#### GESTELLTE AUFGABE:
Wiederhole bitte wortgetreu den Teil des Textausschnitts, der mit den Worten „Entscheidend ist auch“ beginnt und mit „besser aufgehoben (Störeinstreuung).“ endet.

#### TEXTAUSSCHNITT:
Nun meine Frage: Wie kann ich mit diesem Zubehör eine natürlich nicht professionelle, aber qualitativ zumindest hörbare Aufnahme machen?

- Ist es mit diesen "günstigen" Mikrofonen überhaupt möglich?
- Wie nehme ich am besten auf? PC-Mikrofon oder brauche ich wirklich einen (teuren) Harddisk-Recorder?
- Wie positioniere ich die Mikrofone am besten? (2 Ständer vorhanden, beim Mixer kann ich nur 2 Mikrofone anschliessen)

Danke für Tipps!


----------



## sight011 (1. September 2010)

Entscheidend für deine Aufnahme ist der A/D-Wandler, die Mikrofone sind doch gar nicht so schlecht.

Hast Du keine andere Sequencer Software? 

Entscheidend ist auch der Raum
In dem Du aufnimmst ...


----------



## bokay (1. September 2010)

Hallo deinem Setup entnehme ich dass dein Budget eher begrenzt ist. Die Mikrofone sind eher bedingt etwas für Klavier, bzw. akustische Instrumente. Hier empfehlen sich Kondensatormikrofone, in deinem Fall wohl Kleinmembrane, da du zu Hause Aufnimmst wohl eher Druckgradientempfänger.
Mit diesen hier -> klick kommst du um sehr wenig Geld schon ein ganzes Stück weiter.
Als Audiointerface würde ich zu einem externen (USB) greifen. Du bist flexibler (Laptop, etc...) und die Wandler sind außerhalb deines Rechner-Gehäuses auch besser aufgehoben (Störeinstreuung).

#### DATEN:
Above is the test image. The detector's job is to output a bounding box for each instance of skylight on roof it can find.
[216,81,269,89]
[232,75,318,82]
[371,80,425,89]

#### DIE ANTWORT:
Entscheidend ist auch der Raum
In dem Du aufnimmst ...


----------



## bokay (1. September 2010)

Hallo deinem Setup entnehme ich dass dein Budget eher begrenzt ist. Die Mikrofone sind eher bedingt etwas für Klavier, bzw. akustische Instrumente. Hier empfehlen sich Kondensatormikrofone, in deinem Fall wohl Kleinmembrane, da du zu Hause Aufnimmst wohl eher Druckgradientempfänger.
Mit diesen hier -> klick kommst du um sehr wenig Geld schon ein ganzes Stück weiter.
Als Audiointerface würde ich zu einem externen (USB) greifen. Du bist flexibler (Laptop, etc...) und die Wandler sind außerhalb deines Rechner-Gehäuses auch besser aufgehoben (Störeinstreuung).